*Records from a collection*
** Start **

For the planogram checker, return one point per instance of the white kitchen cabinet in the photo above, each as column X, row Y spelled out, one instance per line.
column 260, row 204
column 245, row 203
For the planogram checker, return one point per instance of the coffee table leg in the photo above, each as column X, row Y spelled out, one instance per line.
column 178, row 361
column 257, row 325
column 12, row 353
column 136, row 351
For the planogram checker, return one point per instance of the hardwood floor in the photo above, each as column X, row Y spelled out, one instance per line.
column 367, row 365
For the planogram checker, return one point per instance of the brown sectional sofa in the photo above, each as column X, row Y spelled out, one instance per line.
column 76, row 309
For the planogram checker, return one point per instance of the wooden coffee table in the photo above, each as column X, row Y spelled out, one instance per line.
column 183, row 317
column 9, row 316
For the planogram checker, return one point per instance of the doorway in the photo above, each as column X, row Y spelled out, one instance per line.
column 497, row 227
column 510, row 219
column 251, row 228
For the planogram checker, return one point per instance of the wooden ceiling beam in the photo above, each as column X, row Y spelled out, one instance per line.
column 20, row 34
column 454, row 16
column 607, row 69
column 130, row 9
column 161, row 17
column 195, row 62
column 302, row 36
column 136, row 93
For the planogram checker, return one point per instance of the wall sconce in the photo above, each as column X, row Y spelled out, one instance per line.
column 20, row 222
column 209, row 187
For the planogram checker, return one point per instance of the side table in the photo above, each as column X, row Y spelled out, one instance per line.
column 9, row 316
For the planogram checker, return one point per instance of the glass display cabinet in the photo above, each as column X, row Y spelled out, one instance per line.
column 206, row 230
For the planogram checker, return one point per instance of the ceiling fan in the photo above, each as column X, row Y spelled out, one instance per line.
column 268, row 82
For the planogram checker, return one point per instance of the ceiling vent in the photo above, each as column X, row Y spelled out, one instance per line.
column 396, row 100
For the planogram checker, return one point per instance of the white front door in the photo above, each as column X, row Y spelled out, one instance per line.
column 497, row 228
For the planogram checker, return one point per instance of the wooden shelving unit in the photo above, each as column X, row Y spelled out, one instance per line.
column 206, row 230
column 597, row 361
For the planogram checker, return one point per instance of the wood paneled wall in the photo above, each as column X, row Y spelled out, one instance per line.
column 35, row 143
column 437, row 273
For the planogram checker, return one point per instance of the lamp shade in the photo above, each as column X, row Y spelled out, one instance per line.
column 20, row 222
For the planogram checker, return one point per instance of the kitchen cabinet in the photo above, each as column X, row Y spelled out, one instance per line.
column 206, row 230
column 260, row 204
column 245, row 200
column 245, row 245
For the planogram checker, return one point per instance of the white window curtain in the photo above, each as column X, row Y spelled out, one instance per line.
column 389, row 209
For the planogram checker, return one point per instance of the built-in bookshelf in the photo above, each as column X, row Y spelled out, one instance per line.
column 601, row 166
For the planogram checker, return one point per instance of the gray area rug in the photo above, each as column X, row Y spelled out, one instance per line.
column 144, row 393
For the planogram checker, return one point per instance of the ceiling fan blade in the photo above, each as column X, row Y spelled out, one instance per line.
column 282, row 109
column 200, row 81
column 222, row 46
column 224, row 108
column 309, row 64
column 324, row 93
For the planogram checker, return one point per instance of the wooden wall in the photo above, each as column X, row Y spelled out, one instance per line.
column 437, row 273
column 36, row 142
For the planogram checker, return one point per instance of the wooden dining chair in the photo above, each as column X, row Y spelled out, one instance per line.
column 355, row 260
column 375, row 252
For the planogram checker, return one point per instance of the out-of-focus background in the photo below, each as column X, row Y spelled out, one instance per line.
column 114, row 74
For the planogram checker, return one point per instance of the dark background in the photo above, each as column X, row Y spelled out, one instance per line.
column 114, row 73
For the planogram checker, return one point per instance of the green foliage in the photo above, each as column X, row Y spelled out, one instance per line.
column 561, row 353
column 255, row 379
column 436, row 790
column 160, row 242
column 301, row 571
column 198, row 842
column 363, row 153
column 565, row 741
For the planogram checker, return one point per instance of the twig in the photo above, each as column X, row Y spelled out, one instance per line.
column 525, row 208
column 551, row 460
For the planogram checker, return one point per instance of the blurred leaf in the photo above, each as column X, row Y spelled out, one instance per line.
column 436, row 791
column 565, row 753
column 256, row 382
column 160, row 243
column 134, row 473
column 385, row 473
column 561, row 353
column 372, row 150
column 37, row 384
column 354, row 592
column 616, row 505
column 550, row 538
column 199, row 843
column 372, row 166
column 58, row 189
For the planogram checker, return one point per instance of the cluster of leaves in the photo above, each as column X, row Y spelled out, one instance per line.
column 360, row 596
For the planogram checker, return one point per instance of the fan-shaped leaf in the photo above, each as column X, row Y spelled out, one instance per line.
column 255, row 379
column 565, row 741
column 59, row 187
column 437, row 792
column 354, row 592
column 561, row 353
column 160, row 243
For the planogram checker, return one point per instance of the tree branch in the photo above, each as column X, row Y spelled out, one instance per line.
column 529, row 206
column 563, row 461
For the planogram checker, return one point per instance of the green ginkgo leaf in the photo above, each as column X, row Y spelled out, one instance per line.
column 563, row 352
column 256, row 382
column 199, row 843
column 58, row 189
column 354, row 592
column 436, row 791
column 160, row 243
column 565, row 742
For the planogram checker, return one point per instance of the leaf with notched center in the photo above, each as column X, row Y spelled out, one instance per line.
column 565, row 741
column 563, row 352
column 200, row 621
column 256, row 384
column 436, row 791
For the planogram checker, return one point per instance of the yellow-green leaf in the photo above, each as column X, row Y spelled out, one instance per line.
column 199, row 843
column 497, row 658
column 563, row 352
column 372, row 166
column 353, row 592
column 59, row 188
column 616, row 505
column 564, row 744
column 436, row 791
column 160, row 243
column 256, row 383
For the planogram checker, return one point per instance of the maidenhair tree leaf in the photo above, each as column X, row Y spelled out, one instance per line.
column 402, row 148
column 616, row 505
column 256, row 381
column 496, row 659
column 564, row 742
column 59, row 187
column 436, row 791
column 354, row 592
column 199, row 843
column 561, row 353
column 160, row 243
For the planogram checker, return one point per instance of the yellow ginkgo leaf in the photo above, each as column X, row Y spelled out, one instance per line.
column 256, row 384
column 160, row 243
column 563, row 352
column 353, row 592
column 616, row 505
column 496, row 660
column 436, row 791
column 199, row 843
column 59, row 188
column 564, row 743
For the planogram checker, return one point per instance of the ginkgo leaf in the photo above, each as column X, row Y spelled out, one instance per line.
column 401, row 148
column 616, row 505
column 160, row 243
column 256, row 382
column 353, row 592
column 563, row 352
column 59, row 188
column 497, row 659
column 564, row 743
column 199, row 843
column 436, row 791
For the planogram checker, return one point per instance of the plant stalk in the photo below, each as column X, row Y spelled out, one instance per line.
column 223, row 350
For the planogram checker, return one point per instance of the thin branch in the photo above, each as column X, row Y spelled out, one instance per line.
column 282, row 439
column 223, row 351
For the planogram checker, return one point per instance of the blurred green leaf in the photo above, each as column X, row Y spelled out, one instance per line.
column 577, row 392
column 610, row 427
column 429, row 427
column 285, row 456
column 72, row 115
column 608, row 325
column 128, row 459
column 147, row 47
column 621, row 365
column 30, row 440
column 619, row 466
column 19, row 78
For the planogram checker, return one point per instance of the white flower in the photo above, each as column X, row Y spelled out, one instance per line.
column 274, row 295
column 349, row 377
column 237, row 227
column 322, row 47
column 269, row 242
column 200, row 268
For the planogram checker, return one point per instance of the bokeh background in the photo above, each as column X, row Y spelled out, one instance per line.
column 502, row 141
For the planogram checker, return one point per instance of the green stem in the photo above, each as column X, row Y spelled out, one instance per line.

** End **

*Work required*
Would you give again, word for word, every line from the one with "of the plant" through the final line of the listing above?

*Output for this exercise*
For the planogram checker, return one point per instance of the plant stalk in the photo below, each as column X, row Y spelled out, one instance per line.
column 223, row 350
For the planogram checker, return one point per instance of the thin branch in the photo above, each as column X, row Y spelled out, one instance per line.
column 282, row 439
column 223, row 351
For the planogram checker, return one point per instance of the blurred green leaf in the photo above, each as column X, row Y spelled out, one instance per line.
column 577, row 392
column 610, row 427
column 429, row 427
column 285, row 456
column 72, row 115
column 608, row 325
column 128, row 459
column 147, row 47
column 621, row 365
column 30, row 440
column 619, row 466
column 19, row 78
For the planogram checker, return one point per instance of the white flower in the photo above, each as column X, row Y spelled out, one instance per line.
column 274, row 295
column 349, row 377
column 237, row 227
column 322, row 47
column 269, row 242
column 200, row 268
For the planogram checker, return one point per instance of the bokeh background in the photo above, each as column X, row Y spelled out, one instance per line.
column 502, row 141
For the planogram checker, return one point per instance of the green stem in the photo above, each as column X, row Y spelled out, one instance per line.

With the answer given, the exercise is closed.